▶ **Document passage**:
********************
Yes, good morning. Thanks for taking the question. I guess first on the sales opportunity, not just in the fourth quarter, but maybe as we look out into 2024. And I guess sort of two factors there. One, what's the sales realignment doing in terms of driving more upsell, cross sell. Anything from an actual process standpoint that you've put in? And then as we think about sort of the maturity of that sales team, especially at the larger enterprise accounts, where are we in terms of sort of reps fully ramped? Or what's the mix of fully ramped? And then secondarily on that, where are you seeing the biggest impacts from the macro in terms of feedback from customers? And how is that impacting I guess, either deal flow, or maybe deal sizes?
Hey, Matt, this is Josh Resnick, I can address that. So in terms of upsell, cross sell opportunities, part of what we've been doing with the sales realignment has been adjusting the staffing responsibilities, quota setting, commission plans, and such to align around upsell and cross sell and have in fact established team that is focused specifically on upsell and cross sell because we do see significant opportunity up there. Especially when it comes to large enterprise clients. The team has gone through significant restructuring over the course of the year, we've been viewing that as an optimization of our approach to go-to-market, both in terms of how we structure the teams, but also in terms of overall the quality of the talent that we have in those teams. And as well as our effectiveness, efficiency and speed in ramping new talent as we bring talent on board and continuing to build a pipeline of talent across the board that we can use to continue as we continue our growth down the road. And in terms of the macro impact, I would say we are still seeing strong demand for the products, we have a lot of confidence in our pipelines, including in regards to some of the new products that we've launched, such as Risk Connector, where we tend to see an impact really is on sales cycles. And really the time to bring those home as, as prospects see budget pressure internally.
********************
Dataset entries:
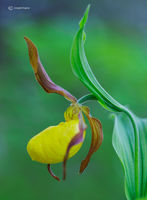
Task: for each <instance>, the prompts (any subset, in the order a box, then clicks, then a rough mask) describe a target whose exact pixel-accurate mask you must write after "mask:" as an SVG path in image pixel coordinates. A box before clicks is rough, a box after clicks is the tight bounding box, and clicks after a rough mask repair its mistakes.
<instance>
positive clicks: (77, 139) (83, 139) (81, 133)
mask: <svg viewBox="0 0 147 200" xmlns="http://www.w3.org/2000/svg"><path fill="white" fill-rule="evenodd" d="M86 128H87V126H86V124H85V122H84V120H83V116H82V113H81V112H80V113H79V133H77V134H76V135H75V136H74V137H73V138H72V139H71V141H70V143H69V144H68V147H67V150H66V154H65V156H64V160H63V180H65V179H66V162H67V159H68V155H69V151H70V149H71V148H72V147H73V146H74V145H77V144H79V143H81V142H83V140H84V137H83V133H84V131H85V129H86Z"/></svg>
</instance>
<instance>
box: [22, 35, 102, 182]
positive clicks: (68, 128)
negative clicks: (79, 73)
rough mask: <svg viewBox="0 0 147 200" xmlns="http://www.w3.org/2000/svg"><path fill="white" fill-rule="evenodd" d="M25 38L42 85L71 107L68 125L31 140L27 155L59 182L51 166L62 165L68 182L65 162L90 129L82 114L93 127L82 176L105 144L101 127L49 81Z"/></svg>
mask: <svg viewBox="0 0 147 200" xmlns="http://www.w3.org/2000/svg"><path fill="white" fill-rule="evenodd" d="M24 38H25V40H26V42H27V45H28V51H29V58H30V63H31V65H32V67H33V70H34V73H35V77H36V79H37V81H38V82H39V84H40V85H41V86H42V87H43V89H44V90H45V91H46V92H48V93H57V94H60V95H62V96H64V97H65V98H66V99H67V100H69V101H70V102H71V103H72V104H71V106H69V107H68V109H67V110H66V112H65V113H64V117H65V122H61V123H60V124H58V125H57V126H51V127H48V128H46V129H45V130H43V131H42V132H40V133H39V134H37V135H35V136H34V137H33V138H31V139H30V141H29V142H28V145H27V151H28V154H29V156H30V157H31V159H32V160H34V161H37V162H40V163H44V164H47V166H48V171H49V173H50V174H51V176H53V177H54V178H55V179H57V180H60V179H59V178H58V177H57V176H55V175H54V174H53V172H52V171H51V167H50V165H51V164H55V163H59V162H63V179H65V177H66V161H67V160H68V159H69V158H71V157H72V156H74V155H75V154H76V153H77V152H78V151H79V149H80V148H81V146H82V144H83V141H84V138H85V134H86V131H85V130H86V127H87V126H86V124H85V120H84V117H83V114H82V112H83V113H84V114H85V115H86V117H87V118H88V120H89V123H90V126H91V130H92V142H91V146H90V149H89V152H88V154H87V156H86V158H85V159H84V160H83V161H82V163H81V166H80V173H82V172H83V171H84V169H85V168H86V167H87V165H88V163H89V161H90V158H91V156H92V154H93V153H94V152H96V151H97V150H98V148H99V147H100V145H101V143H102V140H103V133H102V126H101V123H100V121H99V120H98V119H96V118H93V117H92V116H91V115H90V111H89V108H88V107H86V106H82V105H79V104H78V103H77V99H76V98H75V97H74V96H72V95H71V94H70V93H69V92H68V91H66V90H65V89H63V88H62V87H60V86H58V85H56V84H55V83H54V82H53V81H52V80H51V79H50V77H49V76H48V75H47V73H46V71H45V69H44V68H43V66H42V64H41V62H40V59H39V55H38V51H37V48H36V47H35V45H34V44H33V43H32V41H31V40H29V39H28V38H26V37H24Z"/></svg>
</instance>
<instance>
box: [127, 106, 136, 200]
mask: <svg viewBox="0 0 147 200" xmlns="http://www.w3.org/2000/svg"><path fill="white" fill-rule="evenodd" d="M123 112H124V113H126V114H127V115H128V117H129V118H130V120H131V122H132V126H133V129H134V133H135V134H134V136H135V191H136V198H137V197H139V162H138V161H139V147H138V142H139V138H138V128H137V126H136V123H135V117H134V115H133V114H132V112H131V111H130V110H129V109H127V108H124V110H123Z"/></svg>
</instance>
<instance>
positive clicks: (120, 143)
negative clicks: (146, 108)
mask: <svg viewBox="0 0 147 200" xmlns="http://www.w3.org/2000/svg"><path fill="white" fill-rule="evenodd" d="M134 117H135V123H136V125H137V128H138V144H136V145H138V150H139V154H138V169H139V171H138V173H139V184H138V185H139V191H138V194H137V192H136V187H135V136H134V129H133V126H132V123H131V120H130V119H129V117H128V116H127V115H126V114H124V113H120V114H117V115H116V116H115V125H114V131H113V139H112V143H113V147H114V149H115V151H116V153H117V155H118V157H119V159H120V160H121V163H122V165H123V167H124V172H125V192H126V196H127V199H128V200H135V199H140V198H145V199H146V198H147V119H141V118H138V117H136V116H134Z"/></svg>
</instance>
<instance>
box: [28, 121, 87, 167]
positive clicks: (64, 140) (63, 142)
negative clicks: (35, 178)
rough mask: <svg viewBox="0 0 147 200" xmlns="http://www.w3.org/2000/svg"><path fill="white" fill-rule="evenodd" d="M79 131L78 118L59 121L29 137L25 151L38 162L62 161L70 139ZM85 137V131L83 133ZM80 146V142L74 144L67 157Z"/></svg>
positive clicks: (80, 143) (40, 162)
mask: <svg viewBox="0 0 147 200" xmlns="http://www.w3.org/2000/svg"><path fill="white" fill-rule="evenodd" d="M77 133H79V120H71V121H68V122H61V123H60V124H58V125H57V126H51V127H48V128H47V129H45V130H43V131H42V132H41V133H39V134H37V135H35V136H34V137H33V138H31V139H30V141H29V143H28V145H27V151H28V154H29V155H30V157H31V159H32V160H34V161H37V162H40V163H46V164H48V163H49V164H54V163H59V162H62V161H63V159H64V156H65V153H66V150H67V147H68V144H69V143H70V141H71V139H72V138H73V137H74V136H75V135H76V134H77ZM83 137H85V131H84V134H83ZM81 146H82V142H81V143H79V144H77V145H74V146H73V147H72V148H71V149H70V152H69V155H68V158H71V157H72V156H74V155H75V154H76V153H77V152H78V151H79V149H80V147H81Z"/></svg>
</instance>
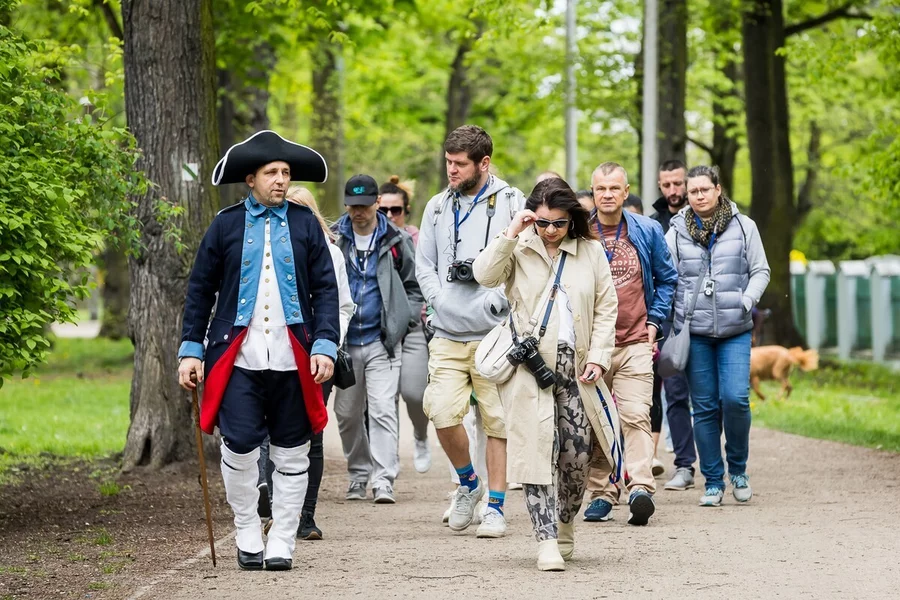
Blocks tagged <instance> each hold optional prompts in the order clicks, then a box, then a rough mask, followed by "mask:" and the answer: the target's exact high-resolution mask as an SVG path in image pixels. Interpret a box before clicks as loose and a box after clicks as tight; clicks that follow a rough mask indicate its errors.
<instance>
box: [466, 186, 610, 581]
mask: <svg viewBox="0 0 900 600" xmlns="http://www.w3.org/2000/svg"><path fill="white" fill-rule="evenodd" d="M563 253H565V255H566V262H565V265H564V267H563V270H562V276H561V281H560V288H559V291H558V293H557V294H556V297H555V301H554V303H553V306H552V309H551V311H550V315H549V316H550V319H549V323H548V326H547V329H546V331H545V333H544V335H543V336H542V337H541V338H540V341H539V345H538V351H539V353H540V355H541V357H542V358H543V359H544V361H545V362H546V364H547V367H548V368H549V369H550V371H551V372H552V373H555V374H556V383H555V384H554V385H552V386H550V387H548V388H547V389H543V390H542V389H540V387H539V386H538V383H537V380H536V379H535V376H534V375H533V374H532V372H531V371H530V370H529V368H528V367H527V366H526V365H524V364H522V365H519V366H518V367H517V368H516V371H515V374H514V375H513V377H512V378H511V379H510V380H509V381H508V382H506V383H504V384H501V385H500V386H499V390H500V398H501V400H502V402H503V409H504V413H505V416H506V429H507V431H506V434H507V463H506V464H507V479H508V480H509V481H517V482H521V483H522V484H524V489H525V502H526V505H527V507H528V512H529V514H530V515H531V520H532V524H533V525H534V531H535V537H536V538H537V541H538V568H539V569H541V570H545V571H561V570H565V560H568V559H570V558H571V556H572V552H573V549H574V544H575V539H574V534H575V531H574V527H575V517H576V516H577V515H578V512H579V510H580V509H581V500H582V496H583V495H584V489H585V485H586V482H587V475H588V471H589V469H590V460H591V447H592V439H593V438H594V434H593V432H596V431H600V427H601V423H602V420H601V419H603V417H602V414H603V412H602V411H603V409H602V407H601V404H600V399H599V396H598V394H597V388H598V387H599V389H600V391H601V392H602V393H603V394H605V398H610V397H611V395H610V394H609V390H607V389H606V386H605V385H604V384H603V373H604V372H605V371H606V369H608V368H609V365H610V360H611V358H612V351H613V347H614V344H615V329H616V312H617V305H618V302H617V299H616V291H615V288H614V287H613V282H612V278H611V276H610V272H609V264H608V262H607V261H606V257H605V255H604V254H603V247H602V245H601V244H600V242H598V241H596V239H595V238H594V234H593V233H592V231H591V228H590V225H589V215H588V212H587V211H585V210H584V208H582V206H581V205H580V204H579V203H578V200H577V199H576V197H575V192H573V191H572V189H571V188H570V187H569V186H568V185H567V184H566V183H565V182H564V181H563V180H561V179H555V178H554V179H548V180H546V181H543V182H541V183H539V184H538V185H537V186H536V187H535V188H534V190H533V191H532V193H531V196H530V197H529V198H528V200H527V202H526V203H525V210H524V211H522V212H520V213H518V214H517V215H516V217H515V218H514V219H513V222H512V223H511V224H510V226H509V227H508V228H507V230H506V231H504V232H503V233H502V234H501V235H499V236H498V237H497V238H496V239H494V240H493V241H492V242H491V243H490V244H489V245H488V247H487V248H485V250H484V251H483V252H482V253H481V255H479V257H478V258H477V259H476V260H475V264H474V271H475V279H477V280H478V282H479V283H480V284H482V285H484V286H488V287H497V286H501V285H505V286H506V296H507V298H509V301H510V305H511V309H512V315H513V318H514V323H515V328H516V332H517V333H518V335H519V336H523V335H524V333H523V332H527V330H528V329H530V326H529V320H530V319H531V318H532V316H533V315H534V314H539V316H538V318H537V321H538V323H537V326H536V327H535V328H534V335H535V337H537V334H538V331H539V328H540V325H541V322H542V321H543V318H544V315H545V313H546V311H547V305H548V304H549V302H545V303H543V307H542V308H541V309H540V313H538V304H539V303H540V302H541V301H542V300H543V299H544V297H545V294H544V291H545V290H546V289H547V287H548V283H549V282H550V278H551V277H552V278H553V279H554V280H555V278H556V274H557V270H558V268H559V264H560V257H561V256H562V255H563Z"/></svg>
********************
▶ **Exercise brief**:
In the earnings call passage, where does the company say it mainly sees the impact of the macro environment? None of the data has any bearing on this.

▶ **Result of the task**:
On sales cycles: deals take longer to close as prospects face budget pressure internally.